Here's the way I approached it:



\begin{align*}
 \frac{d}{{dx}}\sin x &= \mathop {\lim }\limits_{h \to 0} \frac{{\sin \left( {x + h} \right) - \sin x}}{h} \\ 
  &= \mathop {\lim }\limits_{h \to 0} \frac{{\sin x\cos h  + \cos x\sin h  - \sin x}}{h} \\ 
  &= \mathop {\lim }\limits_{h \to 0} \left( {\sin x\frac{{\cos h  - 1}}{h} + \cos x\frac{{\sin h }}{h}} \right) \\ 
  &= \sin x.0 + \cos x.1 \\ 
  &= \cos x 
\end{align*}

However, that relies on two facts, 

\begin{align*}
  \mathop {\lim }\limits_{h \to 0} \frac{{\cos h  - 1}}{h} = 0
\end{align*}

and 

\begin{align*}
  \mathop {\lim }\limits_{h \to 0} \frac{\sin h}{h} = 1
\end{align*}

. The sinx / x limit requires a lot of work if you're being rigorous, and the cos limit follows from that quite easily.

§ **DATA EXCERPTS**:
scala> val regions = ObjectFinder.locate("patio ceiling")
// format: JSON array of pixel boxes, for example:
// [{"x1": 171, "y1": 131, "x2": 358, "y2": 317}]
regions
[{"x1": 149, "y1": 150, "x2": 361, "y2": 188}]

§ **TASKS TO CARRY OUT**:
(A) In the post on differentiating sin x, which of the two limits does the writer say follows easily from the other?
(B) Retype the part of the post on differentiating sin x between "However, that relies" and "that quite easily.", inclusive.
The rows are separate material, apart from the post on differentiating sin x.

§ **FULL ANSWERS**:
(A) The cos limit follows quite easily from the sin x / x limit.

(B)
However, that relies on two facts, 

\begin{align*}
  \mathop {\lim }\limits_{h \to 0} \frac{{\cos h  - 1}}{h} = 0
\end{align*}

and 

\begin{align*}
  \mathop {\lim }\limits_{h \to 0} \frac{\sin h}{h} = 1
\end{align*}

. The sinx / x limit requires a lot of work if you're being rigorous, and the cos limit follows from that quite easily.